=== RECORDS FOR THE EXERCISE ===

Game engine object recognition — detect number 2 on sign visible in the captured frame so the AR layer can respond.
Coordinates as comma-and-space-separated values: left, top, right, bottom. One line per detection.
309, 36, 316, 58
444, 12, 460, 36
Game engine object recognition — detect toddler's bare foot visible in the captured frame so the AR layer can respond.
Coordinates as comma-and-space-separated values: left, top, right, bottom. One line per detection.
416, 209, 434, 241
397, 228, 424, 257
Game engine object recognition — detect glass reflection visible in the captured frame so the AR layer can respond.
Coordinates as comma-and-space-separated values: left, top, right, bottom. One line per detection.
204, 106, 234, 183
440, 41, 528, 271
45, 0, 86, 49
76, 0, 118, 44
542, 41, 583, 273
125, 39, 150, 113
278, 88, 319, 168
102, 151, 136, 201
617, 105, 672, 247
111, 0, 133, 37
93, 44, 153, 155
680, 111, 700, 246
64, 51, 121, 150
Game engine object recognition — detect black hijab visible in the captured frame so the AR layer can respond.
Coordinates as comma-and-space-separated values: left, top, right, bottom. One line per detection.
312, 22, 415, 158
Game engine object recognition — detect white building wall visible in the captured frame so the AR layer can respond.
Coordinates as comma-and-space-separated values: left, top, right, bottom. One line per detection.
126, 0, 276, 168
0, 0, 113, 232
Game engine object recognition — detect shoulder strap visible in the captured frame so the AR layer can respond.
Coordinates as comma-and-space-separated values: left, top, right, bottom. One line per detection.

===

* _ASSIGNED TASK_: Find the line that contains "Game engine object recognition — detect toddler's". Write out that line and every line after it through the end of the data, exactly, and nothing else.

* _SOLUTION TO THIS PROBLEM_:
Game engine object recognition — detect toddler's bare foot visible in the captured frame so the AR layer can respond.
Coordinates as comma-and-space-separated values: left, top, right, bottom. One line per detection.
416, 209, 434, 241
397, 228, 424, 257
Game engine object recognition — detect glass reflection visible in the captured frame so the AR layer can respond.
Coordinates as comma-and-space-separated values: left, top, right, bottom. One line per detection.
204, 106, 234, 183
440, 41, 528, 271
45, 0, 86, 49
76, 0, 118, 44
542, 41, 583, 273
125, 39, 150, 113
278, 88, 319, 168
102, 151, 136, 201
617, 105, 672, 247
111, 0, 133, 37
93, 44, 153, 155
680, 111, 700, 246
64, 51, 121, 150
Game engine object recognition — detect black hijab visible in the captured frame so the AR layer can respond.
Coordinates as comma-and-space-separated values: left, top, right, bottom. One line per detection.
312, 22, 415, 158
Game engine object recognition — detect white building wall visible in the captured frame so the AR layer can respond.
Coordinates as comma-and-space-separated values: left, top, right, bottom. One line per detection.
126, 0, 276, 168
0, 0, 113, 232
Game engine object recognition — detect shoulder strap visible in the captured frame so the AR layer can respond.
Coordinates as comma-and-space-separated values: left, top, right, bottom. One line per detection.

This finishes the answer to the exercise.